- _REQUIREMENT_:
Please update the records between the lines holding "[trace] window frame" and "Trace the outline of every instance of the window", inclusive, so that "ring rule" reads "fill rule", and give back only those lines with nothing else altered.

- _MATERIAL FOR THIS EXERCISE_:
◇ ◇ ◇

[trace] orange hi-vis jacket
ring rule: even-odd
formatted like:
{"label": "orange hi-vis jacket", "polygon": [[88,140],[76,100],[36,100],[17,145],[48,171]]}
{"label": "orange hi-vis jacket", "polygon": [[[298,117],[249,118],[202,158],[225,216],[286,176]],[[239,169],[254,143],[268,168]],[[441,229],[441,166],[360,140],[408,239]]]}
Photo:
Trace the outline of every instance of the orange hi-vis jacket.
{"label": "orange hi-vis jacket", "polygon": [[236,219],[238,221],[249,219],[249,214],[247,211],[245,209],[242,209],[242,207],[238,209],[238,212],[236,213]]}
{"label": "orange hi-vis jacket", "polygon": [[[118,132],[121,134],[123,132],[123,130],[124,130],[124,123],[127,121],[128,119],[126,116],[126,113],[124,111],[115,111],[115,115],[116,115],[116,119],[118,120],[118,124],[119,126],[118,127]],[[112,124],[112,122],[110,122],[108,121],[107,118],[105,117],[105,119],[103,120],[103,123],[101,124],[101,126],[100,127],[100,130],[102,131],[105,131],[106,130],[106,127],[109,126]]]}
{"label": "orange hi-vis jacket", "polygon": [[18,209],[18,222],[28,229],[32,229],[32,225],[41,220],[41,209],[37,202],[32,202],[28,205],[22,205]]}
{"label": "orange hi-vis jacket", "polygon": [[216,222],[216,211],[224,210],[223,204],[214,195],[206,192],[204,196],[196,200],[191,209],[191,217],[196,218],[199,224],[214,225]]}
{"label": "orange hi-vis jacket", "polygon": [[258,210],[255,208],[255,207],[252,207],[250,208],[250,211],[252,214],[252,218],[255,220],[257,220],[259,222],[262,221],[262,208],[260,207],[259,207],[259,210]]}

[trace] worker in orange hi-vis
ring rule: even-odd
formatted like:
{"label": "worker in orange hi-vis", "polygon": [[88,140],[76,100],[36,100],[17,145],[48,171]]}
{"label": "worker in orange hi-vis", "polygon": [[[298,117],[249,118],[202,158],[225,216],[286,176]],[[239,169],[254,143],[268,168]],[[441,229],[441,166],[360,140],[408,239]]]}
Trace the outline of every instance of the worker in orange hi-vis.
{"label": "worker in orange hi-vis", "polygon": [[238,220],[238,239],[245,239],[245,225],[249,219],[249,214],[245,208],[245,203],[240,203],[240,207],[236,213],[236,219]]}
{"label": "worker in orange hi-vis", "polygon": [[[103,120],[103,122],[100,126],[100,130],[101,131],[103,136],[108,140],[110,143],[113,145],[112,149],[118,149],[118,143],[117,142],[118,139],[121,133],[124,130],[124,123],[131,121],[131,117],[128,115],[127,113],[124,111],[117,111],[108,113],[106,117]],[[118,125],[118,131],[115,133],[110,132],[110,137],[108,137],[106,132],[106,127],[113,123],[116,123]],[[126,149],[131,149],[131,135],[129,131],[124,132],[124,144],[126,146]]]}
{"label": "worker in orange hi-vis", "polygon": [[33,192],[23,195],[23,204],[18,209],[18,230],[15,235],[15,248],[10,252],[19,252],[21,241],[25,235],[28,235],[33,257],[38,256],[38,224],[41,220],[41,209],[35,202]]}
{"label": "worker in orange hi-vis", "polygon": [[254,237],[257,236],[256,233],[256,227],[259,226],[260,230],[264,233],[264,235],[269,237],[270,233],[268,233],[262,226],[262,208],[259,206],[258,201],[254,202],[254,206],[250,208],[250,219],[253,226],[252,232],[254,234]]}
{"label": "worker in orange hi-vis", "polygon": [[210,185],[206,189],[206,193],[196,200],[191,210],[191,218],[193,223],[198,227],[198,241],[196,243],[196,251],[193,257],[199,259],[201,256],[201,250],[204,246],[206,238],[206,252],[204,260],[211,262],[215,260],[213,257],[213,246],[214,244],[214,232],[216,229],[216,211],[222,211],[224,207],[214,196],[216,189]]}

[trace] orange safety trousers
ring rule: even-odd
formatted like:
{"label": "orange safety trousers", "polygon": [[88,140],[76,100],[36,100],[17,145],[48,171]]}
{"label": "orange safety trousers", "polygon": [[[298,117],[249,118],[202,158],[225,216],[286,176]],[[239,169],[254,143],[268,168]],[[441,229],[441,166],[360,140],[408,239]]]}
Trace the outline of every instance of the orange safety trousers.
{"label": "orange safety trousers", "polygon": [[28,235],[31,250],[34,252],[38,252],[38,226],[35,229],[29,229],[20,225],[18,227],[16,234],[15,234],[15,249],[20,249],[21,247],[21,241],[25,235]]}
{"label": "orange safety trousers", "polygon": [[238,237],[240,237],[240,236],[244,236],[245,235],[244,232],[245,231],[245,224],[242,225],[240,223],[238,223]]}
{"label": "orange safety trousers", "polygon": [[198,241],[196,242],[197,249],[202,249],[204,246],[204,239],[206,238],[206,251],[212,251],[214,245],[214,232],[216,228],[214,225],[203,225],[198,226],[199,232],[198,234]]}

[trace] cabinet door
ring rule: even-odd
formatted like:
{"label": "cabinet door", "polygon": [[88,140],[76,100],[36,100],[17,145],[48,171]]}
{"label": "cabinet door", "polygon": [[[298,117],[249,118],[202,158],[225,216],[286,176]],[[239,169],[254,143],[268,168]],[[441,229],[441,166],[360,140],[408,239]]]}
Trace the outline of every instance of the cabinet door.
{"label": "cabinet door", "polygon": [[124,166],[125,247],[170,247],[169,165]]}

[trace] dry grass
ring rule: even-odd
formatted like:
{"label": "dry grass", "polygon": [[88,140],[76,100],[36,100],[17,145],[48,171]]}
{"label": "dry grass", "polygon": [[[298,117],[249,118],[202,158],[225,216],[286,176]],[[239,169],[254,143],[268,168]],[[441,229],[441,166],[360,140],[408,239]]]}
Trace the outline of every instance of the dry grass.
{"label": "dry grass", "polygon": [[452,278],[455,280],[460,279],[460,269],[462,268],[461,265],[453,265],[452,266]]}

◇ ◇ ◇

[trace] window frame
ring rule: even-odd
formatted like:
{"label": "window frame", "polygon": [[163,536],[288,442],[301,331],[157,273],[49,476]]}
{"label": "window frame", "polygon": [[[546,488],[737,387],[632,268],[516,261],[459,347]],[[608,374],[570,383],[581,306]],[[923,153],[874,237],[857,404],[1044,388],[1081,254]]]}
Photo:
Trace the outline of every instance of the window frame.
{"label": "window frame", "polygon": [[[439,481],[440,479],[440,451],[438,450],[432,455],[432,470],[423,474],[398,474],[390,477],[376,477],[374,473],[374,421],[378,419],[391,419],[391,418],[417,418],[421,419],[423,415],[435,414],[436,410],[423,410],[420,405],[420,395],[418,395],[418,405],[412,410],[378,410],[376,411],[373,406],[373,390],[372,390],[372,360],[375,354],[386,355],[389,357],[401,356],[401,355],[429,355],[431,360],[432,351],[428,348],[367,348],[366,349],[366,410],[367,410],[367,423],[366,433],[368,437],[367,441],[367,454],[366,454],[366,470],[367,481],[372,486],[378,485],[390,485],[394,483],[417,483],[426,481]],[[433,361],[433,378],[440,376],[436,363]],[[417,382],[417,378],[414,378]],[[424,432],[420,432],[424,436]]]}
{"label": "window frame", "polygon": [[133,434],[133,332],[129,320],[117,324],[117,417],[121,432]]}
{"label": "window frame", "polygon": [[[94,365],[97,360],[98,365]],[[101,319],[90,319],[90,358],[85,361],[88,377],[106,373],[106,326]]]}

◇ ◇ ◇

- _COMPLETED EXERCISE_:
[trace] window frame
fill rule: even-odd
formatted like:
{"label": "window frame", "polygon": [[163,536],[288,442],[301,331],[157,273],[49,476]]}
{"label": "window frame", "polygon": [[[546,488],[737,387],[632,268],[516,261],[459,347]],[[608,374],[570,383],[581,306]],[[923,153],[874,237],[857,404],[1044,388],[1081,254]]]}
Photo:
Trace the outline of every instance of the window frame.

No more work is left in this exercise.